[START Extracted entries]

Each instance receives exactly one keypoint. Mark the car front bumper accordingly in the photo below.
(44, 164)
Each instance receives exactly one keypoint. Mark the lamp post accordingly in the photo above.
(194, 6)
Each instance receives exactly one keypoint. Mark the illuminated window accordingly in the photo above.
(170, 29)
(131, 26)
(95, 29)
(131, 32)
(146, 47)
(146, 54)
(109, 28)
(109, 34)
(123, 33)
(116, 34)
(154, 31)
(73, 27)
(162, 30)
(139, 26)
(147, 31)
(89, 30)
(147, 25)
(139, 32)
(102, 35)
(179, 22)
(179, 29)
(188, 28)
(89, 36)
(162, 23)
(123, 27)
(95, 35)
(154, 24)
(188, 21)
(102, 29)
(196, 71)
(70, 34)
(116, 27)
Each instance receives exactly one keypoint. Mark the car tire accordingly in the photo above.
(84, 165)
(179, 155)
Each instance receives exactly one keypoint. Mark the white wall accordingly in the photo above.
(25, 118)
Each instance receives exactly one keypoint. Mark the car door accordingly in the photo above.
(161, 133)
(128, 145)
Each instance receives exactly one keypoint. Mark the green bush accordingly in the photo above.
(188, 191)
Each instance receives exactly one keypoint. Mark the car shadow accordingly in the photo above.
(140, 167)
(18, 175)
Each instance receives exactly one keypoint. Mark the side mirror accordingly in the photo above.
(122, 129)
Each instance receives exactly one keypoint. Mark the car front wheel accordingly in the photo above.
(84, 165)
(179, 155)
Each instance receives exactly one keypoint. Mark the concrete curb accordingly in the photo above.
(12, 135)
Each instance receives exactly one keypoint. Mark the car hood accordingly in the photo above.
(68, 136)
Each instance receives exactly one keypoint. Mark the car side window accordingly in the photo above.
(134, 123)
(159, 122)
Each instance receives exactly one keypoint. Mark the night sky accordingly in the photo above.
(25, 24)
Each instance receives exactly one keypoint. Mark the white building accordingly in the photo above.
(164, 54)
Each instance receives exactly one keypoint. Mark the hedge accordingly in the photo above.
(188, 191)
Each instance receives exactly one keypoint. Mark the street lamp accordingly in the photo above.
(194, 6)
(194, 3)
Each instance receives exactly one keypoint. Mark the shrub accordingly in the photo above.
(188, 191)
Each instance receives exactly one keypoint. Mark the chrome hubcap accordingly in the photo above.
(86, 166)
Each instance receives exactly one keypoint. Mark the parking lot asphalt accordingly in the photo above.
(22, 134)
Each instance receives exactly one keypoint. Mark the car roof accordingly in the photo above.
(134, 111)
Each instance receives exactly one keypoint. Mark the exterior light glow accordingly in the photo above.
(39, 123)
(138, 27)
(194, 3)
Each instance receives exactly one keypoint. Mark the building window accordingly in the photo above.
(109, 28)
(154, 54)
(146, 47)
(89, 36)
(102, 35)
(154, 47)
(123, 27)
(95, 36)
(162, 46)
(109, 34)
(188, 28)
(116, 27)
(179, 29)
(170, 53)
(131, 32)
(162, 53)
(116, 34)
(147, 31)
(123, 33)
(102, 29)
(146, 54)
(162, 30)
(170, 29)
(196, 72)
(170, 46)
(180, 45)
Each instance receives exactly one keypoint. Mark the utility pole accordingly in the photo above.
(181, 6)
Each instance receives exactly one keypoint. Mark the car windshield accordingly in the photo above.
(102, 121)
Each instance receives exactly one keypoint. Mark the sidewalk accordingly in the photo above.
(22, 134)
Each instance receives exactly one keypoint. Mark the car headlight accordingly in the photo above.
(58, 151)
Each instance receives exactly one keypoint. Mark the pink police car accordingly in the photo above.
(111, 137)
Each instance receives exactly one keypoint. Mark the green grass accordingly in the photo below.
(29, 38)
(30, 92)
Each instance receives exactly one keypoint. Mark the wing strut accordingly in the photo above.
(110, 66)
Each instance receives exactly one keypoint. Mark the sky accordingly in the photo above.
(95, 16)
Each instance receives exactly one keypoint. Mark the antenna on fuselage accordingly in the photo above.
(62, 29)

[END Extracted entries]

* Written request:
Please lay out every line of the items above as a JSON list of strings, with one string per line and any blank lines left out.

* Solution to this exercise:
[
  "Each instance receives exactly one keypoint. Mark the car front bumper accordingly in the photo below.",
  "(44, 164)",
  "Each instance receives exactly one keypoint. Mark the lamp post accordingly in the photo above.",
  "(194, 6)",
  "Each instance receives exactly one keypoint. Mark the illuminated window accordingly in the photo above.",
  "(170, 29)",
  "(131, 26)",
  "(95, 29)",
  "(131, 32)",
  "(146, 47)",
  "(146, 54)",
  "(109, 28)",
  "(109, 34)",
  "(123, 33)",
  "(116, 34)",
  "(154, 31)",
  "(73, 27)",
  "(162, 30)",
  "(139, 26)",
  "(147, 31)",
  "(89, 30)",
  "(147, 25)",
  "(139, 32)",
  "(102, 35)",
  "(179, 22)",
  "(179, 29)",
  "(188, 28)",
  "(89, 36)",
  "(162, 23)",
  "(123, 27)",
  "(95, 35)",
  "(154, 24)",
  "(188, 21)",
  "(102, 29)",
  "(196, 71)",
  "(70, 34)",
  "(116, 27)",
  "Each instance receives exactly one keypoint. Mark the car tire accordingly in the photo above.",
  "(84, 165)",
  "(179, 155)",
  "Each instance receives exactly one keypoint. Mark the white wall accordingly in the photo above.",
  "(25, 118)",
  "Each instance receives exactly one keypoint. Mark the car door accordingly in the photo above.",
  "(161, 133)",
  "(128, 145)",
  "Each instance receives exactly one keypoint. Mark the green bush accordingly in the photo above.",
  "(188, 191)",
  "Each instance receives exactly one keypoint. Mark the car shadow accordingly in the photo above.",
  "(140, 167)",
  "(18, 175)",
  "Each instance receives exactly one keypoint. Mark the side mirror accordingly in the photo above.",
  "(122, 129)",
  "Each instance receives exactly one keypoint. Mark the car front wheel accordingly in the photo above.",
  "(84, 165)",
  "(179, 155)",
  "Each instance receives exactly one keypoint. Mark the concrete curb accordingly in the photo above.",
  "(12, 135)",
  "Each instance receives exactly one keypoint. Mark the car hood accordingly in the photo above.",
  "(68, 136)",
  "Each instance receives exactly one keypoint. Mark the car side window accordingly in the photo above.",
  "(134, 123)",
  "(159, 122)",
  "Each instance receives exactly one keypoint. Mark the night sky accordingly in the photo above.",
  "(25, 24)",
  "Each instance receives exactly one keypoint. Mark the white building accordingly in the photo above.",
  "(164, 54)",
  "Each instance receives exactly one keypoint. Mark the hedge accordingly in the photo above.",
  "(188, 191)",
  "Each instance receives exactly one keypoint. Mark the street lamp accordingly in the photo above.",
  "(194, 6)",
  "(194, 3)",
  "Each instance receives exactly one keypoint. Mark the shrub accordingly in the photo above.",
  "(188, 191)",
  "Each instance receives exactly one keypoint. Mark the chrome hubcap accordingly in the photo above.",
  "(86, 166)",
  "Each instance receives exactly one keypoint. Mark the parking lot asphalt accordingly in the photo above.",
  "(22, 134)",
  "Each instance receives exactly one keypoint. Mark the car roof accordingly in the photo above.",
  "(134, 111)",
  "Each instance receives exactly one keypoint. Mark the exterior light glow accordingly in the photo above.",
  "(39, 123)",
  "(138, 27)",
  "(194, 3)",
  "Each instance receives exactly one keypoint. Mark the building window accordingly in the photo above.",
  "(109, 28)",
  "(154, 54)",
  "(146, 47)",
  "(89, 36)",
  "(102, 35)",
  "(154, 47)",
  "(123, 27)",
  "(95, 36)",
  "(162, 46)",
  "(109, 34)",
  "(188, 28)",
  "(116, 27)",
  "(179, 29)",
  "(170, 53)",
  "(131, 32)",
  "(162, 53)",
  "(116, 34)",
  "(147, 31)",
  "(123, 33)",
  "(102, 29)",
  "(146, 54)",
  "(162, 30)",
  "(170, 29)",
  "(196, 72)",
  "(170, 46)",
  "(180, 45)",
  "Each instance receives exactly one keypoint. Mark the utility pole accordingly in the photo above.",
  "(181, 6)",
  "Each instance receives exactly one keypoint. Mark the car windshield accordingly in the photo above.",
  "(102, 121)",
  "Each instance receives exactly one keypoint. Mark the sidewalk accordingly in the photo above.",
  "(22, 134)",
  "Each instance receives exactly one keypoint. Mark the car headlight accordingly in the photo above.",
  "(58, 151)",
  "Each instance receives exactly one keypoint. Mark the pink police car accordingly in the photo above.",
  "(111, 137)",
  "Each instance receives exactly one keypoint. Mark the green grass accordingly in the photo below.",
  "(29, 38)",
  "(30, 92)",
  "Each instance receives exactly one keypoint. Mark the wing strut accordingly in the photo above.",
  "(110, 66)",
  "Each instance receives exactly one keypoint. Mark the sky accordingly in the photo above.",
  "(95, 16)",
  "Each instance receives exactly one keypoint. Mark the antenna on fuselage accordingly in the photo above.",
  "(62, 29)"
]